▶ **Your objective**: Could you write the entries out again, exactly as they are?

▶ **Excerpted records**:
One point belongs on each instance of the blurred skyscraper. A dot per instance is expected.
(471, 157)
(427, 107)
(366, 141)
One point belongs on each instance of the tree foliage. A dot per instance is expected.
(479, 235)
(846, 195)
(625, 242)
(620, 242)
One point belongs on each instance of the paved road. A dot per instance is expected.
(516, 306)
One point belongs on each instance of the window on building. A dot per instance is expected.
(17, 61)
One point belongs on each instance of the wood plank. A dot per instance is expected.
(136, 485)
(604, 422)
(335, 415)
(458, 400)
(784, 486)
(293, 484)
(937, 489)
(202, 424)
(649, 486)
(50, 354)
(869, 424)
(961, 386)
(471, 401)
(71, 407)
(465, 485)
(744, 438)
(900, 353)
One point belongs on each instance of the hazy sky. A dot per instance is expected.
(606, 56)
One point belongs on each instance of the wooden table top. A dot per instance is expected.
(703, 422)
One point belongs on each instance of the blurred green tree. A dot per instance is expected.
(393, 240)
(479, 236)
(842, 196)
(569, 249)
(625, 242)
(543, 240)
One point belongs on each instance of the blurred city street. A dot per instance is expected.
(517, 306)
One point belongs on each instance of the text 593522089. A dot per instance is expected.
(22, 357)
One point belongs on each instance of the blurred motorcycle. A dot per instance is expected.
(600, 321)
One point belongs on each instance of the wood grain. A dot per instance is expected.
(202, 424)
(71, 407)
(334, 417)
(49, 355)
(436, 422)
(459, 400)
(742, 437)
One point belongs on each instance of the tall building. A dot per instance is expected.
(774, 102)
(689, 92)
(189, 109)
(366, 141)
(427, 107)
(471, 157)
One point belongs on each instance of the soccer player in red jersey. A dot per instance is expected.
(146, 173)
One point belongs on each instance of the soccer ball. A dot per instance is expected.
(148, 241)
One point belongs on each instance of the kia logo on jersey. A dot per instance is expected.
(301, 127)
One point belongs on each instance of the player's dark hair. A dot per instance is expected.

▶ **Task output**:
One point belongs on each instance of the blurred skyscraper. A dot per instance is expected.
(471, 157)
(427, 107)
(366, 141)
One point belongs on each instance of the tree foliage. A dot per instance is expected.
(479, 235)
(846, 195)
(625, 242)
(620, 242)
One point belongs on each instance of the paved road. A dot per instance is expected.
(516, 306)
One point belongs on each instance of the window on building. A dot per instance is expected.
(17, 61)
One point belongs on each instance of the wood plank. A dot per instance is expected.
(136, 485)
(604, 422)
(335, 415)
(458, 400)
(784, 486)
(293, 484)
(937, 489)
(202, 424)
(649, 486)
(50, 354)
(869, 424)
(961, 386)
(471, 401)
(71, 407)
(465, 485)
(744, 438)
(900, 353)
One point belongs on each instance of the hazy sky. A dot per instance is expected.
(606, 56)
One point belongs on each instance of the wooden table top. A dot per instance is expected.
(703, 422)
One point belongs on each instance of the blurred green tree. A dot per instance is expected.
(393, 240)
(479, 236)
(842, 196)
(569, 249)
(625, 242)
(543, 240)
One point belongs on each instance of the blurred city street. A dot per instance is expected.
(517, 306)
One point belongs on each instance of the text 593522089. A dot per instance is expected.
(22, 357)
One point belongs on each instance of the blurred motorcycle. A dot per instance is expected.
(600, 321)
One point belongs on each instance of the wood grain. A dot per instance is expected.
(202, 424)
(71, 407)
(334, 417)
(49, 355)
(436, 422)
(459, 400)
(742, 437)
One point belongs on each instance of the tall building. A dot per instance is expected.
(774, 102)
(689, 92)
(189, 109)
(366, 141)
(427, 107)
(471, 157)
One point belongs on each instance of the soccer player in red jersey. A dot per instance is expected.
(146, 173)
One point belongs on each instance of the soccer ball. A dot per instance is expected.
(148, 241)
One point belongs on each instance of the kia logo on jersey. A dot per instance is expected.
(301, 127)
One point belongs on each instance of the player's dark hair. A dot per instance is expected.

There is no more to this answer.